Exercise goal = Reproduce every line of the listing below word for word, leaving out the pictures.

>>>>

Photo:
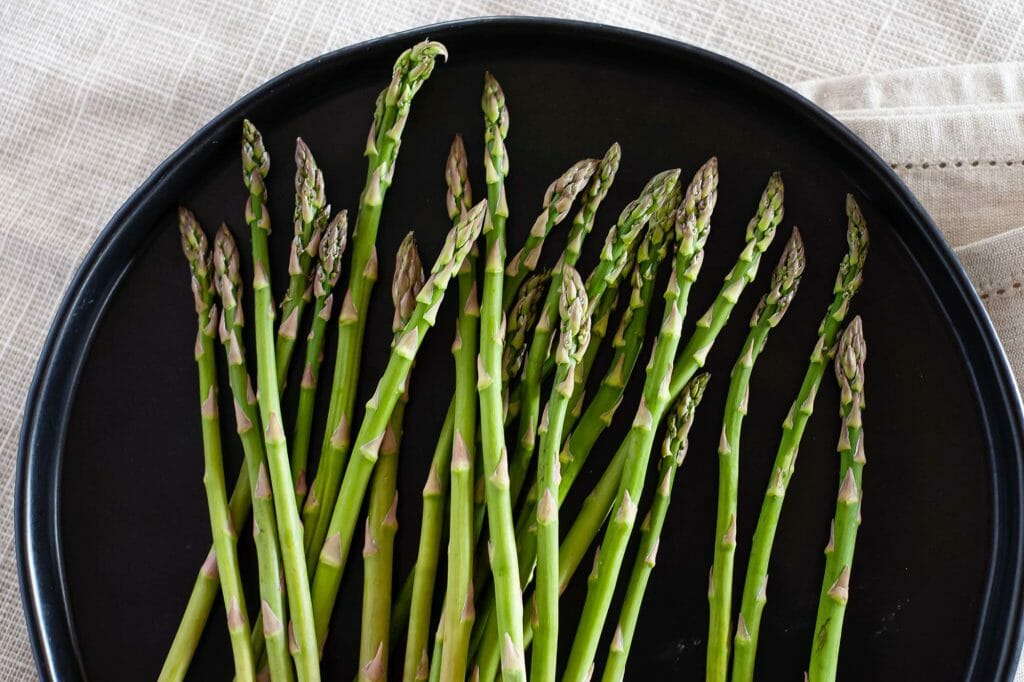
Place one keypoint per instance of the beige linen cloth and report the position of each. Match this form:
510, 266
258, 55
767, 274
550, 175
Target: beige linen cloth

<<<<

Full response =
Photo:
Place one keypoint per instance of the beige linen cloth and report the position of each. Match this form:
510, 266
258, 55
767, 274
550, 175
Target: beige linen cloth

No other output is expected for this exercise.